§ **Exercise requirements**:
**1.** Condense the paragraph beginning "Essentially, if a provider" in the kickback text below into a short bulleted list that keeps its main facts.
**2.** Carry on the text about kickbacks and the False Claims Act below, starting after its final sentence.

The statute applies to both those who offer or pay kickbacks and those who solicit or accept the kickbacks. Criminal penalties and administrative sanctions for violating the AKS include fines, jail terms, and exclusion from participation in the Federal healthcare programs. The perpetrators of the Miami hospital scheme are facing prison terms in excess of three years.

Kickback Schemes as False Claims

In addition to the criminal and administrative penalties, violations of the AKS can also be prosecuted under the federal False Claims Act (“FCA”), 31 U.S.C. § 3729 et seq. Either the government or a whistleblower can file these FCA claims.

Essentially, if a provider submits claims for government payment that are tainted by a kickback violation, those claims can be actionable under the FCA. If a medical device company is inducing use of its products by compensating the hospital in some fashion, for example, claims for payment for those products would violate the False Claims Act. A drug manufacturer can run afoul of the FCA by providing free goods or services to a hospital in exchange for favored status on the hospital’s drug formulary.

§ **Material shown**:

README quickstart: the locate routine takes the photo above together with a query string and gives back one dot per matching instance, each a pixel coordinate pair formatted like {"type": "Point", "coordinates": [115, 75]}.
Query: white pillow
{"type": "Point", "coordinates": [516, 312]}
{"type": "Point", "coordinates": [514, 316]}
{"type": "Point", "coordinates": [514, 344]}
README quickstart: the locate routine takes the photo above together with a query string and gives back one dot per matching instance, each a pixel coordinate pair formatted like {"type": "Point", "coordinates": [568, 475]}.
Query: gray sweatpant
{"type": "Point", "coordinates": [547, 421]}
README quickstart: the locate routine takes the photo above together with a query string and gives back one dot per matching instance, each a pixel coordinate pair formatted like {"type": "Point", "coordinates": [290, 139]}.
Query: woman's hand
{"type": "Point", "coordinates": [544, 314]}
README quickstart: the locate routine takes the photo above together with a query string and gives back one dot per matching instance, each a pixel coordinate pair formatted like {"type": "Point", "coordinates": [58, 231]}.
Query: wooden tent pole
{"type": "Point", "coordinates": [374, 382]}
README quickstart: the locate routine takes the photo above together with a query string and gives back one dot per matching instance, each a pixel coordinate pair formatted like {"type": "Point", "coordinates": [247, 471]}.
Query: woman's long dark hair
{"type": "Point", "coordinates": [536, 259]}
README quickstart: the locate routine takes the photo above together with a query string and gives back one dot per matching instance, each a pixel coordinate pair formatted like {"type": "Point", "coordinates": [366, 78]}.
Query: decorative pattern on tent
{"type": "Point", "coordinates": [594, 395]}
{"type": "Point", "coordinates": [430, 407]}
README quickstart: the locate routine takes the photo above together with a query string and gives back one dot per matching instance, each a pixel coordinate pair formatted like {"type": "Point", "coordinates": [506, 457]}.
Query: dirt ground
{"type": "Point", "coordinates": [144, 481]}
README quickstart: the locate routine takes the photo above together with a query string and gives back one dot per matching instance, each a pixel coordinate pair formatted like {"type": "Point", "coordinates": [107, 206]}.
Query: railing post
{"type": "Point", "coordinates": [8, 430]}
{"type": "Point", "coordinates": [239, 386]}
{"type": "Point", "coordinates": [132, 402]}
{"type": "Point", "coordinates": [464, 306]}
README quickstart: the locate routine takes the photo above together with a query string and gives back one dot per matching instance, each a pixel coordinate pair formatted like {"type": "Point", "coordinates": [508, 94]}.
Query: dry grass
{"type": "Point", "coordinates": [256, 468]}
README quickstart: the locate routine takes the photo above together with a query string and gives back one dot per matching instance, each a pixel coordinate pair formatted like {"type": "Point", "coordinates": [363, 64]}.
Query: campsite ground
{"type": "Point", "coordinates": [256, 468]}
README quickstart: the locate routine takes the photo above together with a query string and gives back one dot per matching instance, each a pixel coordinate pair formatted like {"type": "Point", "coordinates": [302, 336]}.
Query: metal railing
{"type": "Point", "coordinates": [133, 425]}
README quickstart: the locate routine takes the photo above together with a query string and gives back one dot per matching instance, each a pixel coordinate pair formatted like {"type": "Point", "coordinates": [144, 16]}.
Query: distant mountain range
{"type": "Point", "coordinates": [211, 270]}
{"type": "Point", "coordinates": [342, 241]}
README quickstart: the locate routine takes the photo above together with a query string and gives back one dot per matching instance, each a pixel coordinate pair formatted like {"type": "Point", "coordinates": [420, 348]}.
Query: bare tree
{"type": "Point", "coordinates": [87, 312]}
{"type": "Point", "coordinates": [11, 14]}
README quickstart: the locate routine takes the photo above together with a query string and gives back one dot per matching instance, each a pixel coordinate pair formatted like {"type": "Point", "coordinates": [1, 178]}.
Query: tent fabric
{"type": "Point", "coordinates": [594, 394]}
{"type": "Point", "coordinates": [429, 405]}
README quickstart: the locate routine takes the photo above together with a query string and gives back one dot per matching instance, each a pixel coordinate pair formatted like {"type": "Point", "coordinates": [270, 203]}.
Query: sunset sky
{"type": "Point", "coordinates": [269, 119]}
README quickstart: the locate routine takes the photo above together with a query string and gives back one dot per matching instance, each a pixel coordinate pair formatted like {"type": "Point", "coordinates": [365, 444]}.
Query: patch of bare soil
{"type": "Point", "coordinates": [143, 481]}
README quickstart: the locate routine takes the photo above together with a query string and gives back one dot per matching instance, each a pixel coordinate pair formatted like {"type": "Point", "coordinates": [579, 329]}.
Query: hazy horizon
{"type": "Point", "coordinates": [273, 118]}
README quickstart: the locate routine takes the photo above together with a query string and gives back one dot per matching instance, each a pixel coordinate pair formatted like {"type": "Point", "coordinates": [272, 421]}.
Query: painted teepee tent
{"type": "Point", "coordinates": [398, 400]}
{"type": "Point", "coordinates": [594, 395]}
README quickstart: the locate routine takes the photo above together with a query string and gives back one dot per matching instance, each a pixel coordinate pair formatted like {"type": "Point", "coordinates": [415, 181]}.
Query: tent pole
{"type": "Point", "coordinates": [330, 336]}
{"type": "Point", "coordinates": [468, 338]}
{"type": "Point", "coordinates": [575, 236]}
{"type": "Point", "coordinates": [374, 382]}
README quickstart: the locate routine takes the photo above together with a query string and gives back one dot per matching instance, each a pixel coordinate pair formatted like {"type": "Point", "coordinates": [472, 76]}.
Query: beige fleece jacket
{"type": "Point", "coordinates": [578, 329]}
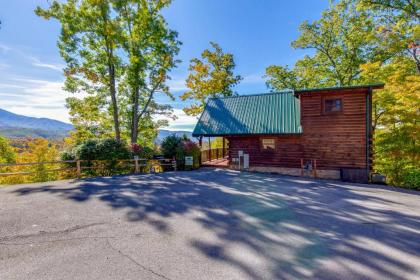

§ **Answers by item**:
**1.**
- Claims a provider submits for government payment that are tainted by a kickback violation can be actionable under the FCA.
- If a medical device company compensates a hospital in some way to induce use of its products, claims for payment for those products violate the FCA.
- A drug manufacturer can violate the FCA by giving a hospital free goods or services in exchange for favored status on the hospital's drug formulary.

**2.**
Physicians are often targets for kickback schemes because they can be a source of referrals for fellow physicians or other healthcare providers and suppliers. Most frequently, a physician decides what drugs will be prescribed, what specialists will be seen and often what healthcare services and supplies are provided. Thus, a hospital is generally not permitted to provide free services or facilities to a physician group in order to have that group refer its patients to the hospital.

Similarly, providing excessive payments to physicians to serve on a medical advisory board – tied to that physician performing certain tests or prescribing certain drugs – implicates the FCA when claims for payments for those tests or drugs are submitted to government healthcare programs. For example, in the Miami case involving the director of outreach programs at Larkin Community Hospital, the director induced physicians to discharge patients from the hospital to assisted-care communities or nursing homes owned or controlled by her co-conspirators. Many of those patients did not need or never even received the services claimed.

However, payments or inducements can flow between any two parties. Kickbacks can even come into play in relationships with patients. For example, where the Medicare and Medicaid programs require patients to pay copays, the healthcare provider is not permitted to advertise that it will not collect the copayment, as a means of inducing patients to utilize that provider. Further, a provider can be found to have violated the AKS or the FCA even when a medical service was actually provided and even if the service was medically necessary or appropriate. Thus, accepting gifts or payments from a medical device company cannot be justified by claiming that the same device (or an equally expensive device) would have been provided even without the inducement from the company.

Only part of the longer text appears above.